(Referring expression data)
####
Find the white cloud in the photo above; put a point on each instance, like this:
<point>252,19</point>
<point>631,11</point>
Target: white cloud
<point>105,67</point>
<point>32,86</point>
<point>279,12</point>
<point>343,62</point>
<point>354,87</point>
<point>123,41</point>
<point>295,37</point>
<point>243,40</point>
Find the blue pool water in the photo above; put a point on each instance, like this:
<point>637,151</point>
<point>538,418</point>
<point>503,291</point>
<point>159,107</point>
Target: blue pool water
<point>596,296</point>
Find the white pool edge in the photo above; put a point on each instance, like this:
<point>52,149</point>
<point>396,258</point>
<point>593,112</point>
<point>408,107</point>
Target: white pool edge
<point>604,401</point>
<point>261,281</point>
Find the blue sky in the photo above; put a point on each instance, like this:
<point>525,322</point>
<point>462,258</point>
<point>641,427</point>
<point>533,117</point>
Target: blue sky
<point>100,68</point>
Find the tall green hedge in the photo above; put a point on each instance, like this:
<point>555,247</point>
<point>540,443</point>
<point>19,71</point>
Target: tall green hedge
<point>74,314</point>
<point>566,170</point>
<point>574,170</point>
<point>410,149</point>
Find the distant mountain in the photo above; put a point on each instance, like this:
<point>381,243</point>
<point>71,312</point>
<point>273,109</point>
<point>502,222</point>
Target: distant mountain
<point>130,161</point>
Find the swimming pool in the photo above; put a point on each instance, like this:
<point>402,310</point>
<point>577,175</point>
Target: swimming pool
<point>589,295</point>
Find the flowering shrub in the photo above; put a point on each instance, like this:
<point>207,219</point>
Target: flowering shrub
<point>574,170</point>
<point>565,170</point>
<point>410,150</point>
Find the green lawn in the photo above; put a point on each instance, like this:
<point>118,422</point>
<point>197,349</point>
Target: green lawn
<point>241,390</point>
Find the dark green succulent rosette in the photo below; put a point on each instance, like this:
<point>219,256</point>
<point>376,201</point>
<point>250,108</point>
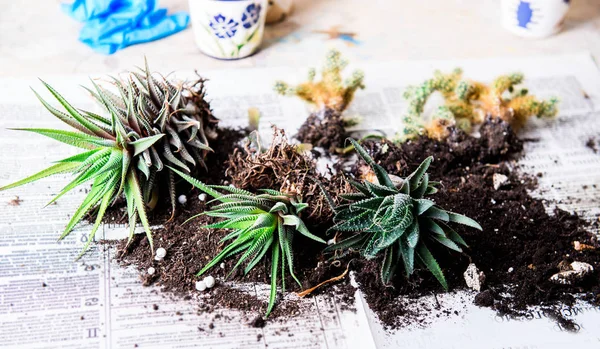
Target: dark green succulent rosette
<point>394,218</point>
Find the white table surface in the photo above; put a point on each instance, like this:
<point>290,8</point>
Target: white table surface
<point>36,38</point>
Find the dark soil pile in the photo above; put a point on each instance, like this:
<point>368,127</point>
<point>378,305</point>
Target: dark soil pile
<point>190,246</point>
<point>325,129</point>
<point>520,246</point>
<point>282,167</point>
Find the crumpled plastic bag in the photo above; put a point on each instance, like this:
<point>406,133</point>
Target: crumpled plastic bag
<point>110,25</point>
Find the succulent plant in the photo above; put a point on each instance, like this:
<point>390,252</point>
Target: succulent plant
<point>468,103</point>
<point>326,127</point>
<point>331,92</point>
<point>394,218</point>
<point>149,121</point>
<point>259,223</point>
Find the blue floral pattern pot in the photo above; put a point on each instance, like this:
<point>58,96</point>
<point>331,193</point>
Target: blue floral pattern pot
<point>228,29</point>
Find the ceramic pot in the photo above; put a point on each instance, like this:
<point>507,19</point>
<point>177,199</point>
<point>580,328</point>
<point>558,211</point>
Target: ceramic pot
<point>228,29</point>
<point>534,18</point>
####
Which lines above run from the one containing "<point>273,109</point>" to the one containing "<point>207,219</point>"? Give them again exactly, both ends included.

<point>273,109</point>
<point>502,222</point>
Target: distant mountain
<point>130,161</point>
Find the swimming pool in the photo above; put a point on each instance, like this:
<point>402,310</point>
<point>577,175</point>
Target: swimming pool
<point>589,295</point>
Find the flowering shrub in the photo above; put a point on each instance, like this:
<point>207,219</point>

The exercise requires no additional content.